L’imaginaire collectif, la littérature et les arts et tout l’écho que leur valent les trompettes de la Renommée, ont diffusé et recèlent encore, bien plus que la sociologie de l’Histoire ne le permettrait, des trésors d’illustrations et de figurines représentant des moines tantôt gros-lards, pleins de bière, de liqueurs et de fromage, grippe-sous, filous, bénisseurs, fausses bonnes sœurs, forniqueurs, bourriques, tyranniques, sataniques, tantôt frustrés, châtrés, pisse-froid, compassés, cassants, impuissants, machiavéliques ou tout ce que tantôt les matoiseries du bon sens, tantôt les rigueurs normatives du juste milieu produisent dans les arsenaux de la conscience moyenne. Pour significative et instructive qu’elle soit, car elle met bien en évidence les extrêmes tensions de l’ascèse et son rejet satirique, cette typologie caricaturale, qui aura toujours cours dans les lieux communs – où se bâtit le grand cirque du rire – et dans le petit cercle de la dérision que font tourner les complaisances du parti pris, n’a plus de place aujourd’hui dans les milieux où le sérieux de l’intelligence et la science entendent serrer de près la réalité et la vérité des faits humains.

Hypocrisie, vice, ténèbres et lâcheté ?

Les reproches anciens sont passés, comme la crainte révérencielle. II n’est plus question d’entrer au couvent comme en résidence surveillée, en purgatoire, ou comme on trouve refuge dans un asile d’aliénés sociaux ou mentaux. Le monachisme est souvent traité à présent, face à la rareté des vocations religieuses et à la normalisation du paraître des moines, comme un problème à poser en termes anthropologiques, comme un mode spécial du comportement humain, suffisamment universel, du moins dans les sociétés marquées par les grandes traditions spirituelles ou religieuses, pour être considérés comme un aspect ou un stade de l’évolution de l’humanité.

### Liste des enregistrements
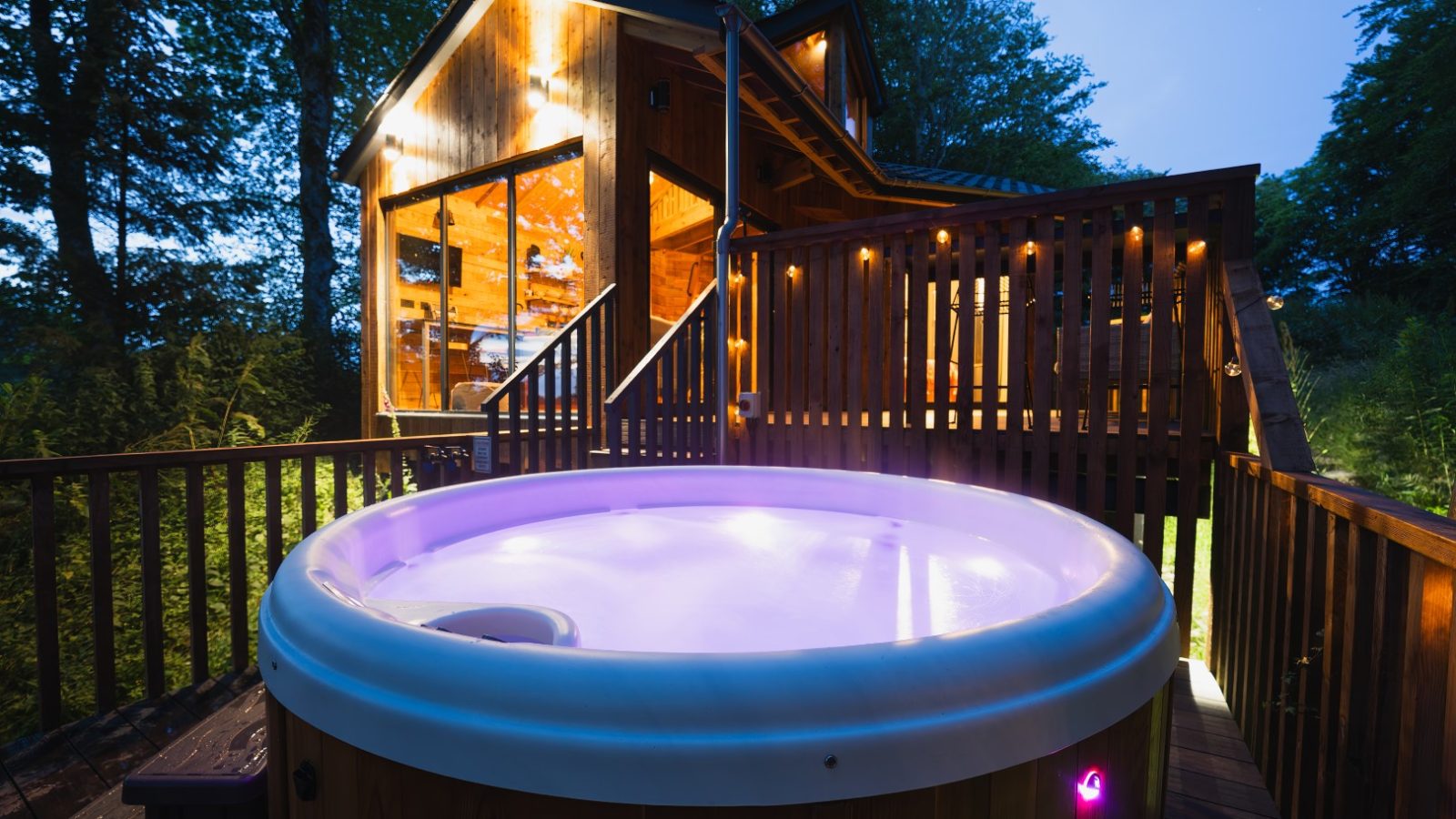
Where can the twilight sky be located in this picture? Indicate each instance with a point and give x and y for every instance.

---

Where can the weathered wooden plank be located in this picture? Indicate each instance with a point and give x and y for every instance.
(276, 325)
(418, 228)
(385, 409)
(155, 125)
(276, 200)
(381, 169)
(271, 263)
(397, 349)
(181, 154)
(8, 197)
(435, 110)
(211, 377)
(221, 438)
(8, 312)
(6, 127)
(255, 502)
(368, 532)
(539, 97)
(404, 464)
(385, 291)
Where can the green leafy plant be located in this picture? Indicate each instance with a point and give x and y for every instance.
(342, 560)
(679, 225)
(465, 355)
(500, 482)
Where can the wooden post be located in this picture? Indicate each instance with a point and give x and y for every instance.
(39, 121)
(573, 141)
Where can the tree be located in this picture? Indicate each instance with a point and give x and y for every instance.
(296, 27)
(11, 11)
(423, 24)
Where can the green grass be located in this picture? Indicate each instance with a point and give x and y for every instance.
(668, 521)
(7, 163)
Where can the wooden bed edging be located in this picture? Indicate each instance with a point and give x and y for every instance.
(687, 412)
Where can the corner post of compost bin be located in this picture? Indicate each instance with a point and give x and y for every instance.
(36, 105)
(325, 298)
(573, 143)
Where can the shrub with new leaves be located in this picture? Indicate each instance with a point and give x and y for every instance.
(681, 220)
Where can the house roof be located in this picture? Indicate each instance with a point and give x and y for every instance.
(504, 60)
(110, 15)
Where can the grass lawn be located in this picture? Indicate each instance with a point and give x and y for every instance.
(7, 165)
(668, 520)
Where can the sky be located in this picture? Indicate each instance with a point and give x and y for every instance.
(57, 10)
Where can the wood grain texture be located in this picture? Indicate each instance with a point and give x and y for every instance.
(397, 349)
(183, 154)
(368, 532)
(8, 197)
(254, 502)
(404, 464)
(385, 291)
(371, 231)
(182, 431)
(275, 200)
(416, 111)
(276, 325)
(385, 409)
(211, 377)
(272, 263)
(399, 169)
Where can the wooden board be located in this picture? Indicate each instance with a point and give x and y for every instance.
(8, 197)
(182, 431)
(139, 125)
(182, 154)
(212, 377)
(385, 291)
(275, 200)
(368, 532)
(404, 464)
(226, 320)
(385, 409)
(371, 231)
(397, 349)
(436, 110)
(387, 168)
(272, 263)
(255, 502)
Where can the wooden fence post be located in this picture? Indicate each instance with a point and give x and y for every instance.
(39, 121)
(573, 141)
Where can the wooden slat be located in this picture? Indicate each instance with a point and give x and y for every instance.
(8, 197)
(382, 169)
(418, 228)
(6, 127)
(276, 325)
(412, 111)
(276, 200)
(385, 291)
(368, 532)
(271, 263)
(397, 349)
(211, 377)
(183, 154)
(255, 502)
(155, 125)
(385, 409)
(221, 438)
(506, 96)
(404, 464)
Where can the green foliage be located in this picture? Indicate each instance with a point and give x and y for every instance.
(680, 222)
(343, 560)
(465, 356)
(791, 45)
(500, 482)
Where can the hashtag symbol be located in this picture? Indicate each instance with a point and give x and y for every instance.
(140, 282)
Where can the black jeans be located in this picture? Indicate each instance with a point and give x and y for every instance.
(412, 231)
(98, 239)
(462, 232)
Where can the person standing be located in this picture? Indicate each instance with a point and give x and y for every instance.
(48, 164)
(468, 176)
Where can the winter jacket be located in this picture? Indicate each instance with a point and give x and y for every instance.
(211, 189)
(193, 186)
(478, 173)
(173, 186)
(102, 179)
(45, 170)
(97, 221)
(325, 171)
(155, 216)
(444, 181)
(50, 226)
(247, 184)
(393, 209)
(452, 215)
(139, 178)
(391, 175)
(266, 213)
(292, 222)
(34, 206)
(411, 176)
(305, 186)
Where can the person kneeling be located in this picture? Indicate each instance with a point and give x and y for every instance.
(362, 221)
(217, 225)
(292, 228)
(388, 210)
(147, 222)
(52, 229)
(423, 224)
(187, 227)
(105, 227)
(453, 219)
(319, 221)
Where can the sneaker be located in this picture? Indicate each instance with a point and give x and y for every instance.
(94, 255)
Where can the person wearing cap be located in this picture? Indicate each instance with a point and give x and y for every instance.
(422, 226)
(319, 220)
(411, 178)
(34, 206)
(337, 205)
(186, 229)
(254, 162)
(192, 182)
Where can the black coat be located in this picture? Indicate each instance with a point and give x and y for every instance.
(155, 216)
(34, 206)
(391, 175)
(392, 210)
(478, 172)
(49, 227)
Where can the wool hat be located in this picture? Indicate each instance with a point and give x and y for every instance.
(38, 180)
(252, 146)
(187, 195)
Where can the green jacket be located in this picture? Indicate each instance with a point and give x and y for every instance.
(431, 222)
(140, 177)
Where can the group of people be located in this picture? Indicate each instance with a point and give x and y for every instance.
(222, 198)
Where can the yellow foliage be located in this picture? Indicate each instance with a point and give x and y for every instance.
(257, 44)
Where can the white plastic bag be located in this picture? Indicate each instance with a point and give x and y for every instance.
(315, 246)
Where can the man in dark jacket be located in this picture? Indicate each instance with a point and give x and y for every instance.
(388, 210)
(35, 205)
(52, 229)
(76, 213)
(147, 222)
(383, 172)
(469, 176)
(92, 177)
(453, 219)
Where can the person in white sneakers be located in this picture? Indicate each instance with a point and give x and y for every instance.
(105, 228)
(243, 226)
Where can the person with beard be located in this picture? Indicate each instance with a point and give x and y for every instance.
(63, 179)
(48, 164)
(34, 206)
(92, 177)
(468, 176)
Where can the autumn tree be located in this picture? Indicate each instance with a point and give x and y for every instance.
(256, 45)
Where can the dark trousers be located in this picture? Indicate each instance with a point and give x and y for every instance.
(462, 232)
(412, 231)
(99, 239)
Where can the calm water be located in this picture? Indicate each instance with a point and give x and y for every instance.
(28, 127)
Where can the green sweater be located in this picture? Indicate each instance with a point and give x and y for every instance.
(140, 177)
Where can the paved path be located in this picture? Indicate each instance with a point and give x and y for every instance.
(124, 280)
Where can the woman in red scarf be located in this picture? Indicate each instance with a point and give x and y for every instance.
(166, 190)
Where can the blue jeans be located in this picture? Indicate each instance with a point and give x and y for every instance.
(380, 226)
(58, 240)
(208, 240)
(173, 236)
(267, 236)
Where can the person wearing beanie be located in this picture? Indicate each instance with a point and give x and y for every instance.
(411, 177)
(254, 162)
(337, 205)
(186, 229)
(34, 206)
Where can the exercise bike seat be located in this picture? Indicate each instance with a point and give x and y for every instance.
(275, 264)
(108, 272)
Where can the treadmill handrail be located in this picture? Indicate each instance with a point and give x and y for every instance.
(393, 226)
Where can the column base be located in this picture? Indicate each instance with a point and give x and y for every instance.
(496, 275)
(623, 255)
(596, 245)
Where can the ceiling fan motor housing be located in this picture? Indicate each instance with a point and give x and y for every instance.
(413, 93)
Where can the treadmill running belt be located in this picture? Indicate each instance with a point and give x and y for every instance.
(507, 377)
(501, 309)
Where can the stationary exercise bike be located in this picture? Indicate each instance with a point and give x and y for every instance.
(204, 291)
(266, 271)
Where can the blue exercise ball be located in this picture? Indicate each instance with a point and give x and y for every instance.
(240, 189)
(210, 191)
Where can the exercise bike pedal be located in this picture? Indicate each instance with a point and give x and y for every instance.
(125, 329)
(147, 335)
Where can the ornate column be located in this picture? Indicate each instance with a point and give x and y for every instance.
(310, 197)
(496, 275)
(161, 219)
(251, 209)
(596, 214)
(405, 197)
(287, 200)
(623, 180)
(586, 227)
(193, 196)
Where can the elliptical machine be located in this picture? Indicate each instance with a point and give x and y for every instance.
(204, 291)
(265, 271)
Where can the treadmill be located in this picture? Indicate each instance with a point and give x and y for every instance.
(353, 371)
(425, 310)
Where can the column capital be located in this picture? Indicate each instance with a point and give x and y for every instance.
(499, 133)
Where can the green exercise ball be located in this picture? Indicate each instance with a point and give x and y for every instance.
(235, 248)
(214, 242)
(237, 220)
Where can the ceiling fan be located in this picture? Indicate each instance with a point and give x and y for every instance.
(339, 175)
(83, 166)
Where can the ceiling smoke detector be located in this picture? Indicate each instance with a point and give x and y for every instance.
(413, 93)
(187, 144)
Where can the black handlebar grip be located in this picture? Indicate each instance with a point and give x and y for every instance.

### Travail à effectuer
1. Restituez le passage de l'extrait sur le monachisme qui va de « Les reproches anciens » jusqu'à « l’évolution de l’humanité. ».
2. D'après l'extrait sur le monachisme, face à quoi le monachisme est-il souvent traité à présent comme un problème à poser en termes anthropologiques ?
3. Indiquez si chacune des affirmations suivantes concorde avec l'extrait sur le monachisme : (a) la typologie caricaturale des moines garde sa place dans les milieux scientifiques ; (b) les reproches anciens faits aux moines sont passés ; (c) le monachisme est envisagé comme un mode spécial du comportement humain.

### Exercice corrigé
1.
Les reproches anciens sont passés, comme la crainte révérencielle. II n’est plus question d’entrer au couvent comme en résidence surveillée, en purgatoire, ou comme on trouve refuge dans un asile d’aliénés sociaux ou mentaux. Le monachisme est souvent traité à présent, face à la rareté des vocations religieuses et à la normalisation du paraître des moines, comme un problème à poser en termes anthropologiques, comme un mode spécial du comportement humain, suffisamment universel, du moins dans les sociétés marquées par les grandes traditions spirituelles ou religieuses, pour être considérés comme un aspect ou un stade de l’évolution de l’humanité.

2. Face à la rareté des vocations religieuses et à la normalisation du paraître des moines.

3.
(a) Non : « n’a plus de place aujourd’hui dans les milieux où le sérieux de l’intelligence et la science entendent serrer de près la réalité et la vérité des faits humains »
(b) Oui : « Les reproches anciens sont passés, comme la crainte révérencielle. »
(c) Oui : « comme un mode spécial du comportement humain »